Exercises to complete —
1. Using the credit freeze transcript, answer each question:
(a) How many new jobs does the president-elect say he wants to create?
(b) According to the Institute for Supply Management index, what level did U.S. factory activity fall to in December?
(c) How many venture-backed companies went public through IPOs during the first three quarters of 2008?
2. Write the next part of the credit freeze transcript, picking up after its final line.
____ Text segment
"Credit Freeze Puts A Chill On Startup Companies"

ARI SHAPIRO, Host:

This is Weekend Edition from NPR News. I'm Ari Shapiro. In his weekly address this morning, President-elect Barack Obama gave a name to the stimulus package that his transition team is putting together.

BARACK OBAMA: An American recovery and reinvestment plan.

SHAPIRO: And with it, Mr. Obama promised a new approach to government spending.

OBAMA: We can't just fall into the old Washington habit of throwing money at the problem. We must make strategic investments that will serve as a down payment on our long-term economic future.

SHAPIRO: The president-elect says he wants to create three million new jobs. Many of the details of the plan echo promises Mr. Obama made during his campaign. Those jobs can't come soon enough. Just two days into 2009, a closely watched manufacturing index compiled by the Institute for Supply Management was released. And it showed that U.S. factory activity fell to a 28-year low in December. What does that mean? Well, the last time this happened, the nation was on the verge of the recession of the early 1980s. Now U.S. auto companies are just barely standing. And if they go down, the manufacturing sector could become an enormous drag on the entire economy.

Economic fear is spreading, and that makes everyone less willing to take risks. Even venture capitalists who thrive on risk are being far more cautious now. That can be painful for some small startup businesses. It means they may remain at a fledgling stage for longer than the founders and their investors bargained for. NPR's Yuki Noguchi reports.

YUKI NOGUCHI: In a normal year, legions of entrepreneurs get funding from private investors who like their concept. It's called venture capitalism. The idea is for a young company to incubate and grow on this private money for a few years. And if the concept works, it all pays off when the company is sold. But if there's no buyer, there's no payoff. Mark Heesen is president of the National Capital Venture Association.

MARK HEESEN: Just like you have a teenager that you thought would be out of the house by now, we have companies that we thought we would have sold or have gone public by now, and they're still at home.

NOGUCHI: During the first three quarters of 2008, the association says only six venture-backed companies sold shares to the public through initial public offerings, or IPOs. That compares with 86 for all of the previous year.
________
____ Dataset extract
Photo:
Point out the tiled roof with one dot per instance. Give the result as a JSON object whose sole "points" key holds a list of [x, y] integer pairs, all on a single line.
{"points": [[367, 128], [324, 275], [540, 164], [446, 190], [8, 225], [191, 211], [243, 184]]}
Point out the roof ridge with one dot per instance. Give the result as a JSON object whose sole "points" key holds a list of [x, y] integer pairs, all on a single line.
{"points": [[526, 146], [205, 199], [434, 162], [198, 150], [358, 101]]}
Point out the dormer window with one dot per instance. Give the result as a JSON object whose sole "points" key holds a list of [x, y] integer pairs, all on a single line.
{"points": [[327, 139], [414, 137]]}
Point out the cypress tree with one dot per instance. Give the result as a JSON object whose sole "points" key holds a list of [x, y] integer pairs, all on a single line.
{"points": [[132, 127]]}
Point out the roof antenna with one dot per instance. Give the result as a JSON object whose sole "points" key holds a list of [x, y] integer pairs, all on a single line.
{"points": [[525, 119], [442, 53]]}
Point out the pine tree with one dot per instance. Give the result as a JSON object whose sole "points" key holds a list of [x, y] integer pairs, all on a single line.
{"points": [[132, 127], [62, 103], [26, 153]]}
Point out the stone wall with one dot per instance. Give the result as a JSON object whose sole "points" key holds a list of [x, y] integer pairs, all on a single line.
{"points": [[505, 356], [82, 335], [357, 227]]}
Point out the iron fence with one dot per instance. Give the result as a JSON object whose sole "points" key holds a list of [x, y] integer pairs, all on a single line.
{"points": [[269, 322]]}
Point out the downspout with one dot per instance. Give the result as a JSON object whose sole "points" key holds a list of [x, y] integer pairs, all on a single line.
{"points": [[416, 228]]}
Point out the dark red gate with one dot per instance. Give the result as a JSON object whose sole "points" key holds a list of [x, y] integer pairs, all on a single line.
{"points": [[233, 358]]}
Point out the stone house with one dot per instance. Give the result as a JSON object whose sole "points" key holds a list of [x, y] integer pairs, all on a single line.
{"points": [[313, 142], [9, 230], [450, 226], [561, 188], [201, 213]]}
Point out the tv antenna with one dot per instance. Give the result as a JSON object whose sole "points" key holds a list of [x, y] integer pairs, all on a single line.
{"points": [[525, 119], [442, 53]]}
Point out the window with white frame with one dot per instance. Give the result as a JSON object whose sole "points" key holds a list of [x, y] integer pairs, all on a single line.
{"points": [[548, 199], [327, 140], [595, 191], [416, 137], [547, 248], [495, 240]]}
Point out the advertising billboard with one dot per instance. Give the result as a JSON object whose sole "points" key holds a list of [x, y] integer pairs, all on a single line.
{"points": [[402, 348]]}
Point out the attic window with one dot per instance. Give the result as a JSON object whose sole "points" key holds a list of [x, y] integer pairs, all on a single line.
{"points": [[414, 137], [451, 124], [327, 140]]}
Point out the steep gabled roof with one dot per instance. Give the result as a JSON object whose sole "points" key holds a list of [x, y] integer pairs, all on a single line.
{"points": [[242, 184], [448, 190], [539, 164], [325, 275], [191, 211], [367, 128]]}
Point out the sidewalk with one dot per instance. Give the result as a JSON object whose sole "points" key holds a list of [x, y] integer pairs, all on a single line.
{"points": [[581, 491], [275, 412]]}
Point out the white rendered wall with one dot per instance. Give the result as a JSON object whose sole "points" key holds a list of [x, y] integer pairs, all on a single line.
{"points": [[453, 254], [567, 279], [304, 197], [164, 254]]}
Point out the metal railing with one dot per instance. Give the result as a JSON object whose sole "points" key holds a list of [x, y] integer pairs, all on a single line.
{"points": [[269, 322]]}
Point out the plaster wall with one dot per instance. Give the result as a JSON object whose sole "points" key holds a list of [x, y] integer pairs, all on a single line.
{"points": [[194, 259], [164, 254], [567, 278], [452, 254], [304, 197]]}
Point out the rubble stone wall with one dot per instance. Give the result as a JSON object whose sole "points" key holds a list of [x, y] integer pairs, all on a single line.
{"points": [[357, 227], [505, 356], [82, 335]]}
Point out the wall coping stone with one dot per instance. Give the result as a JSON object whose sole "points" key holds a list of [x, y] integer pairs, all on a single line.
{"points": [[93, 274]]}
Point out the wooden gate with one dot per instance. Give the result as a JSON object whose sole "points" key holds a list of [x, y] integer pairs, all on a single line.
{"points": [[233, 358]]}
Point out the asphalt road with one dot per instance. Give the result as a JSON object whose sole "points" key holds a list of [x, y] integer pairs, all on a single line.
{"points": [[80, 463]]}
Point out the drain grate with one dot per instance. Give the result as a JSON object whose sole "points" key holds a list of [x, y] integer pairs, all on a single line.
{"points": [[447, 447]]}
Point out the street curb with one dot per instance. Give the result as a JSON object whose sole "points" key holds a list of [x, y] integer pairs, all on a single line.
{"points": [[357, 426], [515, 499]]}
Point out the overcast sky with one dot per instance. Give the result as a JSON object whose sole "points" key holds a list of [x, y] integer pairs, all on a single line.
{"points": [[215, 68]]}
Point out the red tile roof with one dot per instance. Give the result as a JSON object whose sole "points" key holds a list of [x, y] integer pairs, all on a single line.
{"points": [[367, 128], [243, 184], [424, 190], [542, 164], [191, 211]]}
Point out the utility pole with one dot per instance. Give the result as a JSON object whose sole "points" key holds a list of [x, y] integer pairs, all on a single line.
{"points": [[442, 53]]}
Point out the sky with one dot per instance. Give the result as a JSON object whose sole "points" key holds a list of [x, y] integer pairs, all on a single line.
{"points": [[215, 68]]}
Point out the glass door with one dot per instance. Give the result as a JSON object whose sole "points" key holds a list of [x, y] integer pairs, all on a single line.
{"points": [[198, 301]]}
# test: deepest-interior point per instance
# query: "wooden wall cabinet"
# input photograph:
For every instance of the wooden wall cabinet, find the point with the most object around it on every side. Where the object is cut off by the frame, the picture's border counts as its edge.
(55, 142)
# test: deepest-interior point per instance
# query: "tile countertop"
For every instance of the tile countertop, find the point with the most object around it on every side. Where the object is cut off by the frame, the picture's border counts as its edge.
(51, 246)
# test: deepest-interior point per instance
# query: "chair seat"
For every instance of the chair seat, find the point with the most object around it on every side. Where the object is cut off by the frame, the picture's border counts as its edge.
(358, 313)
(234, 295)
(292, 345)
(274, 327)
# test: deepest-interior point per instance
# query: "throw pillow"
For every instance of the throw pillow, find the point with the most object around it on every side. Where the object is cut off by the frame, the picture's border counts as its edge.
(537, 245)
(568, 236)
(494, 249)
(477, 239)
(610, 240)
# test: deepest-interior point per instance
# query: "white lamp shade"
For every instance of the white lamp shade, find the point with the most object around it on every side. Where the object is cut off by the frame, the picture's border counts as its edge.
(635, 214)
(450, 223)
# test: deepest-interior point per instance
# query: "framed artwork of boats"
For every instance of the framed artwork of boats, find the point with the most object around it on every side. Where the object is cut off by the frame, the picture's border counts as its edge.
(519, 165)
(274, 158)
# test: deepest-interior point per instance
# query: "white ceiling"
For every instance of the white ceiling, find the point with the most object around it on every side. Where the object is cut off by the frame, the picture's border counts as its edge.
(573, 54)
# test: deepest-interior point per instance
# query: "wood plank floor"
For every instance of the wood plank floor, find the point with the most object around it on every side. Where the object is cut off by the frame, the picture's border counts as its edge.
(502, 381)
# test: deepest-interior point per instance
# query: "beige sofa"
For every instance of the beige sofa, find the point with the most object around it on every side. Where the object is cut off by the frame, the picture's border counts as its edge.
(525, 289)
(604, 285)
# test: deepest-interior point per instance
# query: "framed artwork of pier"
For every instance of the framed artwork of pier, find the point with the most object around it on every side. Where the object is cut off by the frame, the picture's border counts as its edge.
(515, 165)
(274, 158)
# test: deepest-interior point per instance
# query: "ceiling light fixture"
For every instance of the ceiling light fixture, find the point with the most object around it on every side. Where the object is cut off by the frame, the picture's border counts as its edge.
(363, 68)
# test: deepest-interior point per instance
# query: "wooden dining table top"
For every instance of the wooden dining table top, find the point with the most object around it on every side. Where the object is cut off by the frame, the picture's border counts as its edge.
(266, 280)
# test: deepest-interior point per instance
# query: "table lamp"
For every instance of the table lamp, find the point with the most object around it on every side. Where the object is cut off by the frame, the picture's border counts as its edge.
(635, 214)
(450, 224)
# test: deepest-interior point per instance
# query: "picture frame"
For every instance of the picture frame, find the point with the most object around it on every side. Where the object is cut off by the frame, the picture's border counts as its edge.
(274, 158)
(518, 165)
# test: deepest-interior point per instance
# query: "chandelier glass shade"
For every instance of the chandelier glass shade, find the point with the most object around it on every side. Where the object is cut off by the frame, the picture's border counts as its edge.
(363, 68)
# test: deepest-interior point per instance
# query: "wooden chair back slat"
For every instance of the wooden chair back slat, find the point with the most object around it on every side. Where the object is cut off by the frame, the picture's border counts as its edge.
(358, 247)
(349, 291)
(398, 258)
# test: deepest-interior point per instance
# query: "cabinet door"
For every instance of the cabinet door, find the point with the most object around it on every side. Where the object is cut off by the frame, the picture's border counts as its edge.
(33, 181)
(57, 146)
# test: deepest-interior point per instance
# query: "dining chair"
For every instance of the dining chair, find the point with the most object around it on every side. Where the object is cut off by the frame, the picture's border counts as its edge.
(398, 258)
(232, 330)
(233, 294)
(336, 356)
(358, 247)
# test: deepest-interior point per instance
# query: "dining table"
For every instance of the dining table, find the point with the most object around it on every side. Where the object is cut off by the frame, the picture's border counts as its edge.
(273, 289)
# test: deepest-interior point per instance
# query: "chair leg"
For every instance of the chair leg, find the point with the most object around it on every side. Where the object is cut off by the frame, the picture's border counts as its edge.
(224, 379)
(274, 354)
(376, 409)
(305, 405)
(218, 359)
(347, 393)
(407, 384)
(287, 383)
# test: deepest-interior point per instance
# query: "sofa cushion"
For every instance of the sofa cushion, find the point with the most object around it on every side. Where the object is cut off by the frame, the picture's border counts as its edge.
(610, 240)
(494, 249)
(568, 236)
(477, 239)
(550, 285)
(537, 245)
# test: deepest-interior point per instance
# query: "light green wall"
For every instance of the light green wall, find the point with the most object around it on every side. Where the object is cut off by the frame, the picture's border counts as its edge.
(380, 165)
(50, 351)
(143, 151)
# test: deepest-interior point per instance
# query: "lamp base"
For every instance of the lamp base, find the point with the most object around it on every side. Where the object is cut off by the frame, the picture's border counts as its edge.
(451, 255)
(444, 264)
________
Results —
1.
(a) Three million.
(b) A 28-year low.
(c) Six.

2.
HEESEN: We saw zero IPOs in the second quarter of 2008. That's the first time in the 30 years that we've been tracking this that we've never had an IPO in a quarter.

NOGUCHI: One of those shelved sales was a company called Convio. The company designs software that helps nonprofits track and communicate with their donors. The company did well and hoped to sell shares to the public earlier this year. Jim Offerdahl is Convio's chief financial officer. He says when the company had hoped to pull the trigger, there simply was no interest from investors.

JIM OFFERDAHL: We decided that good companies don't go public in bad markets.

NOGUCHI: In August, Convio scrapped its plans. For the investors in startups, this scenario repeated over and over could create a major backlog. Instead of reaping those profits through sales, venture capitalists are facing the prospect of having to fund their companies for longer. Trevor Loy is managing partner for Flywheel Ventures in Santa Fe. He says this is starting to happen to him. Flywheel has $40 million invested in 23 companies. In order for his fund to keep investing in new companies, he needs to get the proverbial kids out of the house and finding their own money source. And in order for that to happen, the stock market and the economy needs to recover.

TREVOR LOY: If you don't see the capital markets' interest in the companies funded by venture capitalists pick up in another year to two years, that runs a risk of absolutely destroying the engine of innovation in the country.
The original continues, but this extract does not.